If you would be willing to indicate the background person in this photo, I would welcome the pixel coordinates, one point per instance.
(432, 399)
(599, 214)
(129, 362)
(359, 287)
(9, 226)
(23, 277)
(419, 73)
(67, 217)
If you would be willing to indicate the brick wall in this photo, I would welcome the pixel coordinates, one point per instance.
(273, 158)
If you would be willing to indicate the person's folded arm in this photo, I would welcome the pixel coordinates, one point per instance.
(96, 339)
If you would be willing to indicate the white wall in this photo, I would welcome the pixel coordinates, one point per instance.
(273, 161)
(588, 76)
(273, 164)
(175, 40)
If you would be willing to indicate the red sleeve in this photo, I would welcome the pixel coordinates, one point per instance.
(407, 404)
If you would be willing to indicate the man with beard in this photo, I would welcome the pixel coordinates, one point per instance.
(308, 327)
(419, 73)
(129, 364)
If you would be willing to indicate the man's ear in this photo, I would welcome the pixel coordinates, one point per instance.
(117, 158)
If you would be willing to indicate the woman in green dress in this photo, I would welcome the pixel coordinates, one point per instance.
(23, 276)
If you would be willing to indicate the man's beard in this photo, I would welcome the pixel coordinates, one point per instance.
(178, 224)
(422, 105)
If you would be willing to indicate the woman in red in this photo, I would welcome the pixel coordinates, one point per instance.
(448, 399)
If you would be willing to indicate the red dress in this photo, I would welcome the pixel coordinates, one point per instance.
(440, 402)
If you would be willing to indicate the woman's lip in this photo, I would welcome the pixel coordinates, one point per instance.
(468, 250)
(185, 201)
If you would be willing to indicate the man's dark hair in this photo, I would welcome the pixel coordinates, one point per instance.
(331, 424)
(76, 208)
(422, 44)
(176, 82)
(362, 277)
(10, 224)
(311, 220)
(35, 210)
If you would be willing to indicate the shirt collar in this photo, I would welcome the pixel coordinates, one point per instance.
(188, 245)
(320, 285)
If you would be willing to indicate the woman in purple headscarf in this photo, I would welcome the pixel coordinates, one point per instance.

- - - -

## PROBLEM DETAILS
Copy the material above verbatim.

## ANSWER BELOW
If you would be willing to indicate the background person in this photo, I would welcome the pixel coordinates, one point per instance.
(432, 399)
(599, 214)
(129, 362)
(359, 287)
(9, 226)
(23, 277)
(419, 73)
(67, 217)
If you would be willing to indicate the brick wall in this photo, I would welcome the pixel coordinates, one point per instance.
(273, 158)
If you would be willing to indicate the person's folded arm in this photo, I would welcome the pixel coordinates, one point per instance.
(96, 339)
If you would be willing to indicate the white wall in this photo, I would welcome the pixel coordinates, one point per instance.
(273, 161)
(588, 76)
(273, 164)
(175, 40)
If you would be willing to indicate the red sleeve in this photo, I would welcome the pixel coordinates, one point per instance.
(407, 404)
If you would be willing to indicate the man with beard in this photo, I would welcome the pixel coordinates, one point per instance.
(308, 327)
(419, 73)
(129, 364)
If you would be willing to indicate the man's ear in this photo, I would welcome the pixel coordinates, one point per instance.
(117, 158)
If you would be willing to indicate the woman in green dress in this photo, I would welcome the pixel coordinates, one point per instance.
(23, 276)
If you would be willing to indicate the man's beard in this photo, I would welcome the pixel coordinates, one point per instance.
(178, 224)
(422, 105)
If you would be willing to indicate the woman in red in this photo, I would welcome the pixel coordinates, one point per instance.
(448, 399)
If you would be willing to indicate the red dress in this photo, I would welcome the pixel coordinates, one point per instance.
(440, 402)
If you would be willing to indicate the woman's lip in this photo, I would welcome the pixel coordinates, one point per instance.
(468, 250)
(185, 201)
If you would be willing to indicate the man's dark hair in this photo, I would welcome the pixel coordinates, one point per instance.
(331, 424)
(76, 208)
(422, 44)
(176, 82)
(362, 277)
(10, 224)
(311, 220)
(35, 210)
If you would be willing to indicate the shirt collar in this photo, I would welcome the pixel coordinates, one point per instance.
(188, 245)
(320, 285)
If you would be willing to indicate the woman in purple headscarf in this photo, I would welcome the pixel coordinates, one point per instance.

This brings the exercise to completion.